▸ YOUR TASK: Match on the string "belongs" in the entries below and return every matching line.

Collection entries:
= = = = =

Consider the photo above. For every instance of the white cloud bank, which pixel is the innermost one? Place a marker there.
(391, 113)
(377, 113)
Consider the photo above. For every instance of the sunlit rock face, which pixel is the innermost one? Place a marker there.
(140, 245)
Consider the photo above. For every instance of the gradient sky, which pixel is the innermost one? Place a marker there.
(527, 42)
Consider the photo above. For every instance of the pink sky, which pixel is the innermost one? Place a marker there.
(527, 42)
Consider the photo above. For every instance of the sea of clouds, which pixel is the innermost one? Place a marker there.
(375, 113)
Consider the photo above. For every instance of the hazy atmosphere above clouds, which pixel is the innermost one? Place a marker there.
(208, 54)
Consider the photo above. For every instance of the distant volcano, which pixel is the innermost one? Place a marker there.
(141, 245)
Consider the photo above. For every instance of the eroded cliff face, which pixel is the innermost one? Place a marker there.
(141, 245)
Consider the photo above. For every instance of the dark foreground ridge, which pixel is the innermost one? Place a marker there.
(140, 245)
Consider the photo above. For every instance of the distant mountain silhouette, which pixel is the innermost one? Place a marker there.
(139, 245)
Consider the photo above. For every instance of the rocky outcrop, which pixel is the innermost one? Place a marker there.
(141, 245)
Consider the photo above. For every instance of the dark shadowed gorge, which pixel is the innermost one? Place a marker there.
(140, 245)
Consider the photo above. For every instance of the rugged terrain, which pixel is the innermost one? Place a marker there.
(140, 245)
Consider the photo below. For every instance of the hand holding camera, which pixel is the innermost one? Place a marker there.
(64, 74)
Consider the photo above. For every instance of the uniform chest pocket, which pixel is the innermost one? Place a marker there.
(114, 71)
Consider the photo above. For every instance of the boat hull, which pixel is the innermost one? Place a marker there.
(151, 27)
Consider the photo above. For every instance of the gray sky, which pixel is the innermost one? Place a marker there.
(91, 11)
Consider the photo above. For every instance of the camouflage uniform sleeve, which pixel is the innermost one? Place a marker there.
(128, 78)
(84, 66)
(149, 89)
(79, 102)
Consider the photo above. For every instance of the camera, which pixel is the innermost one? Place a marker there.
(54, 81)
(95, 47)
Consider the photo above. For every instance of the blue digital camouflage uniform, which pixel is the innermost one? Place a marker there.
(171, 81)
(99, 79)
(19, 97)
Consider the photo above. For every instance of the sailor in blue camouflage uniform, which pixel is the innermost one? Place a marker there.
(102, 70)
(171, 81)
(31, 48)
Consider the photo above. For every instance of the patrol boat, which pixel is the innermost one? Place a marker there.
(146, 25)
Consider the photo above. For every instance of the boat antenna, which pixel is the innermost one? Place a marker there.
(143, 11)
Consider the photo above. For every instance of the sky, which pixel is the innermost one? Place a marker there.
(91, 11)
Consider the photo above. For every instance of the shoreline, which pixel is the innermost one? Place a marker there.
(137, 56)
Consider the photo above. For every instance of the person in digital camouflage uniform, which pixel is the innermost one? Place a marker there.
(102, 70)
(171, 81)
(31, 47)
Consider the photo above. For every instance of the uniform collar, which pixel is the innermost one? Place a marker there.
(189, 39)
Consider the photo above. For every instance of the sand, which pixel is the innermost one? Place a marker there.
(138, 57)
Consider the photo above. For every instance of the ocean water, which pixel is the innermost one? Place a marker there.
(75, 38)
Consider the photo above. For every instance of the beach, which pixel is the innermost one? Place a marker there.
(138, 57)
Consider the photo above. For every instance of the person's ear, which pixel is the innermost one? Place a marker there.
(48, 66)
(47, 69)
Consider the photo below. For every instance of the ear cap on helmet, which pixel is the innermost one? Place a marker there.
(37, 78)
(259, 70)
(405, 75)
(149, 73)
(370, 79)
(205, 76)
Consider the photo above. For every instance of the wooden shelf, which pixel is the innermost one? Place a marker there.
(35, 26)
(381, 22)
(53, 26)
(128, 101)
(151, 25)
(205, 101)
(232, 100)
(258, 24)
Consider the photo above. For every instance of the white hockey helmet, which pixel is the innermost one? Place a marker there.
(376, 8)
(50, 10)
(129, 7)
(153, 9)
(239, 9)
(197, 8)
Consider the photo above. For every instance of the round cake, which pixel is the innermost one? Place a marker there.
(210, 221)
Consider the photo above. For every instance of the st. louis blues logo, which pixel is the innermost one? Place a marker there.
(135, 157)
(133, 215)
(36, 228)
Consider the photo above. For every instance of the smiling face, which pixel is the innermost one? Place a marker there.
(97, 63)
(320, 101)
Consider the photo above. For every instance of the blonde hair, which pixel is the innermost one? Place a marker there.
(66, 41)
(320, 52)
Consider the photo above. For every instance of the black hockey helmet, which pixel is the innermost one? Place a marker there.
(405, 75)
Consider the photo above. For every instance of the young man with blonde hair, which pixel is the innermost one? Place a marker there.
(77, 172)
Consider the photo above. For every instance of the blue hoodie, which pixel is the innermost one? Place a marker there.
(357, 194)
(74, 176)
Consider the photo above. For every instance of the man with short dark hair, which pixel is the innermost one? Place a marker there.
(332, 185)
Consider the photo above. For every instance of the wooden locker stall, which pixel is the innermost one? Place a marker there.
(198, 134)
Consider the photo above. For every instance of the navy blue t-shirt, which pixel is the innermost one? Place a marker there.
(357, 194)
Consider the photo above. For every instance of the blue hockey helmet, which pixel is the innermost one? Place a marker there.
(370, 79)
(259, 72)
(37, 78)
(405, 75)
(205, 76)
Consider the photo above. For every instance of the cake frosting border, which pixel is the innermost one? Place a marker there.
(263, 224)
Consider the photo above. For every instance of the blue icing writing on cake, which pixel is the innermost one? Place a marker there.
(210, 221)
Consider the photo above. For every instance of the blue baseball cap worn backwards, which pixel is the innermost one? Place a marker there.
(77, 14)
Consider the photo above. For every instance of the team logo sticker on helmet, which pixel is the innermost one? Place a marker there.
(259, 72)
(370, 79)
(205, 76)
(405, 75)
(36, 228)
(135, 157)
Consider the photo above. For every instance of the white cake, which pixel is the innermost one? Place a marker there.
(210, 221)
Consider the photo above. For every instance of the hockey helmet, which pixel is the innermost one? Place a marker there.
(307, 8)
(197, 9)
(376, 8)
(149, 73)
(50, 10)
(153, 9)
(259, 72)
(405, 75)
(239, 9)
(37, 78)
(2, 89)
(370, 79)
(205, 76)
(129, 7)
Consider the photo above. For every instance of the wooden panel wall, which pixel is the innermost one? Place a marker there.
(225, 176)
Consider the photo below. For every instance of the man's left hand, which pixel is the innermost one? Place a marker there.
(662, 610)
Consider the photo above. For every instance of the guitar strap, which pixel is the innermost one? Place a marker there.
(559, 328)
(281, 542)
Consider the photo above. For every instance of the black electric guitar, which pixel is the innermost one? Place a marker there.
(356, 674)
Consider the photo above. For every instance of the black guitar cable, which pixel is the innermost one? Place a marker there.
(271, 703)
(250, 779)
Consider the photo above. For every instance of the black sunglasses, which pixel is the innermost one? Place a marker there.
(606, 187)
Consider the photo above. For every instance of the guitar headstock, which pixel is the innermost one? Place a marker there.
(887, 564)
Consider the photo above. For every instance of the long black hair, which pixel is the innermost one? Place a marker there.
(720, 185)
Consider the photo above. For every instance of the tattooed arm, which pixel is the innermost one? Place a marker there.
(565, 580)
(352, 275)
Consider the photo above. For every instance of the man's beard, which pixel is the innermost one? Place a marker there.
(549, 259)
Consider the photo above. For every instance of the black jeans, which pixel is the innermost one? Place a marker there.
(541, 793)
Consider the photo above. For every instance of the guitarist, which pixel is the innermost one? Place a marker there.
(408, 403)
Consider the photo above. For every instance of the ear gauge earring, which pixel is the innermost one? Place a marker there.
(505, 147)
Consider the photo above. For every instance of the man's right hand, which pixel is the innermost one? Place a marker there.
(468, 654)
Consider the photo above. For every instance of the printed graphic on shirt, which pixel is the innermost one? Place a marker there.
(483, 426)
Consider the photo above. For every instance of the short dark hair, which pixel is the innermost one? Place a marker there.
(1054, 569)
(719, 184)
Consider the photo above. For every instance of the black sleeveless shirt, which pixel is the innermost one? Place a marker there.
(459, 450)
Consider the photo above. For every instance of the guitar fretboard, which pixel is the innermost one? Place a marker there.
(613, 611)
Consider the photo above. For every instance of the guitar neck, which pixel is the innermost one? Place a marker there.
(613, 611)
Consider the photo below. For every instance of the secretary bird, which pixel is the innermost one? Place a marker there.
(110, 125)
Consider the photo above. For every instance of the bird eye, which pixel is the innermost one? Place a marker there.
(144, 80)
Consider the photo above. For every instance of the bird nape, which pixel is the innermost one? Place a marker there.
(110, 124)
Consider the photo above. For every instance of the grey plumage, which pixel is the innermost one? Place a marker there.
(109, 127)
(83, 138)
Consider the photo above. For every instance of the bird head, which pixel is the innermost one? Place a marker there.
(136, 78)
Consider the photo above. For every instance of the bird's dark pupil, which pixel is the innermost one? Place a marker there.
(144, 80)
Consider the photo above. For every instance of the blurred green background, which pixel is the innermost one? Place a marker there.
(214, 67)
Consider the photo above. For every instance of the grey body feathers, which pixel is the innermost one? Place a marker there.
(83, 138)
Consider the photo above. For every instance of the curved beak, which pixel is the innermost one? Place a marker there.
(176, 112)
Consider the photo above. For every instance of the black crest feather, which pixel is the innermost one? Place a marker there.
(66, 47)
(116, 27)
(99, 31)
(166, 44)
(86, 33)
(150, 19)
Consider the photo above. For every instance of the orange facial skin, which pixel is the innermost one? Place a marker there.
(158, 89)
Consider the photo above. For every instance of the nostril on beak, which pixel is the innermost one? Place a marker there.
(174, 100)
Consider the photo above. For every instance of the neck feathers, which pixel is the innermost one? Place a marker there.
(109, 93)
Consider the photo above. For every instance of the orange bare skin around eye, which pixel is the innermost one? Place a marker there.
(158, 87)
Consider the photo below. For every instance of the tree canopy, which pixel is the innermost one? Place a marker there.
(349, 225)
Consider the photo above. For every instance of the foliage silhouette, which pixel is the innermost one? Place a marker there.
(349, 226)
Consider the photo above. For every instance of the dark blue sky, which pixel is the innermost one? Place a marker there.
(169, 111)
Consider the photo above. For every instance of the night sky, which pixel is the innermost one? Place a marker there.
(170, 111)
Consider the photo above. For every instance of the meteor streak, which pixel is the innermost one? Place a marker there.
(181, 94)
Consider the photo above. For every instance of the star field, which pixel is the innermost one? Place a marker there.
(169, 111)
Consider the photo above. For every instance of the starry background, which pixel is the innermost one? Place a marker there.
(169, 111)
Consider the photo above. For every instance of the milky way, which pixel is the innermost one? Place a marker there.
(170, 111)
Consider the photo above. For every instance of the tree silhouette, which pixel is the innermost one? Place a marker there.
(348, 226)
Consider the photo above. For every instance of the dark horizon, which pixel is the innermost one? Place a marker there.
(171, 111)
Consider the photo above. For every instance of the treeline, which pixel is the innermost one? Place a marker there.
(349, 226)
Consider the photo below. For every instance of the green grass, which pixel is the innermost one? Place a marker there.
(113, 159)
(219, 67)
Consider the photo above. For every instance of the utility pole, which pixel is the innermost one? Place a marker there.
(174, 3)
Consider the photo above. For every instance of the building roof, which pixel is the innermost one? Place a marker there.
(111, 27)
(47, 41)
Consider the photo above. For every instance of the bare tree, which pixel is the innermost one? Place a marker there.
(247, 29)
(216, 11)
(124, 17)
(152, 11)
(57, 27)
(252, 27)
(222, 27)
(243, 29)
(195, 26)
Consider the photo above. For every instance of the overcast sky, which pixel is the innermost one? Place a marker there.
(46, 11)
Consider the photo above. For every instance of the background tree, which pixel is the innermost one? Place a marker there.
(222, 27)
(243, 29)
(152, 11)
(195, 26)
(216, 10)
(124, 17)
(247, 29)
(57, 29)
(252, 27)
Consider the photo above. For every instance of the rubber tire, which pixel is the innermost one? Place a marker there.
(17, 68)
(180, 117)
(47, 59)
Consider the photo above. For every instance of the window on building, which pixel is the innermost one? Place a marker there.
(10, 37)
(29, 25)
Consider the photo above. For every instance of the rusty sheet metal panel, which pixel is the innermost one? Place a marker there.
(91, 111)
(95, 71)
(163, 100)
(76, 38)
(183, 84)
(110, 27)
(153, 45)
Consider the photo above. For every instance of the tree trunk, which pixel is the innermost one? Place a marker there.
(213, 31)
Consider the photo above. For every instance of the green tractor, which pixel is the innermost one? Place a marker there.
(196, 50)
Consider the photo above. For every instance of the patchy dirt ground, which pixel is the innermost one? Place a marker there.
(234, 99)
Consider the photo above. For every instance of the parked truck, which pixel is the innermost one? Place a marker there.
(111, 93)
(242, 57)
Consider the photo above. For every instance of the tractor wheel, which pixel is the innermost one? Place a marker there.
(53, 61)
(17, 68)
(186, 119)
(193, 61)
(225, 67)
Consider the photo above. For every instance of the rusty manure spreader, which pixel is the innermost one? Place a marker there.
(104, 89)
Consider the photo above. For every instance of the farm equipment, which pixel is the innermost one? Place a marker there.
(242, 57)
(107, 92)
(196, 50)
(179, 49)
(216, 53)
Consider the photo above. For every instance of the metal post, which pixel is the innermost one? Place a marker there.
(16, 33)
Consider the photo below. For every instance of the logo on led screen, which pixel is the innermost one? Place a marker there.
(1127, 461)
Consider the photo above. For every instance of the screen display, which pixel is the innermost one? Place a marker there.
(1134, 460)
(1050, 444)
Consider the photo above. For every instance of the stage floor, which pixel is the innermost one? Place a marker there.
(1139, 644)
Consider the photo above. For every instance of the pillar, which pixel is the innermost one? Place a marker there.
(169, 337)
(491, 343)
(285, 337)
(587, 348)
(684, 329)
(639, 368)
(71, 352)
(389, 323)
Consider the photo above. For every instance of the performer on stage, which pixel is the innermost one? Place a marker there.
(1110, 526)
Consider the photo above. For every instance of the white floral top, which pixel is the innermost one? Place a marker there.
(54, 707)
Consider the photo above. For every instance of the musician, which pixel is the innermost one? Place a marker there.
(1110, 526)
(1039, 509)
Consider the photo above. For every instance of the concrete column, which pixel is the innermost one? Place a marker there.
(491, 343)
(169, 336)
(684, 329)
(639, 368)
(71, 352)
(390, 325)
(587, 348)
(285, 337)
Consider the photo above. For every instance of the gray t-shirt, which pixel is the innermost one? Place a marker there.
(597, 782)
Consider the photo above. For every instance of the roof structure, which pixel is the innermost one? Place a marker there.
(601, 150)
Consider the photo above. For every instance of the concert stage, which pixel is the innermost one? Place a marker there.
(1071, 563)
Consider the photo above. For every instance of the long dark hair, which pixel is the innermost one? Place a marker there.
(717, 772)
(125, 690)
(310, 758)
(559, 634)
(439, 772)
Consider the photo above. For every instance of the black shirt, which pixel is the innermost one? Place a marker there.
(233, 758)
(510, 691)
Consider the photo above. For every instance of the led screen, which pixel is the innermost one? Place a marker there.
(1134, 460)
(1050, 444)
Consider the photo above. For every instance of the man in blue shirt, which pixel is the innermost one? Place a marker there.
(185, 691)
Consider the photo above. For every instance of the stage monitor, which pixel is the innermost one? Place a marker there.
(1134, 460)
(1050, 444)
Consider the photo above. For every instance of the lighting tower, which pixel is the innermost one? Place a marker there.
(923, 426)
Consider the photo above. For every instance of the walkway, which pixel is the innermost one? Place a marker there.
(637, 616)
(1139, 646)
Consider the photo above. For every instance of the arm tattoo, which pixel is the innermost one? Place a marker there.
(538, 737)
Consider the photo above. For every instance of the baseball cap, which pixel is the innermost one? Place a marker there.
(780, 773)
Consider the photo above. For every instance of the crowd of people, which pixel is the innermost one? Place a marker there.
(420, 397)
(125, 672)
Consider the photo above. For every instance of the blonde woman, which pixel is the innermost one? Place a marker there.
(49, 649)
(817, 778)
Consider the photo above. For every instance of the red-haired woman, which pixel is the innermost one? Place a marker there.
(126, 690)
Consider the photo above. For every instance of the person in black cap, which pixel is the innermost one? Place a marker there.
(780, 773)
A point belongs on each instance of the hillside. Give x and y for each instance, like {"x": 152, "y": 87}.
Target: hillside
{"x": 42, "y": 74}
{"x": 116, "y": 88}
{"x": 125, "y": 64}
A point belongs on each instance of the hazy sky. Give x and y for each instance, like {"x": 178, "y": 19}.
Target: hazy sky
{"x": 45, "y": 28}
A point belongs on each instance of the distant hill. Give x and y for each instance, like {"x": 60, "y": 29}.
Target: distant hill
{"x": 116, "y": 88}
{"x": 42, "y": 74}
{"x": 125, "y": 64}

= = = = =

▸ SOLUTION FOR THIS EXERCISE:
A point belongs on each instance of the hillside. Give x and y for each instance, like {"x": 152, "y": 87}.
A point belongs on each instance of the hazy sky. Give x and y for each instance, like {"x": 178, "y": 19}.
A point belongs on each instance of the distant hill. Give x and y for each instance, like {"x": 60, "y": 29}.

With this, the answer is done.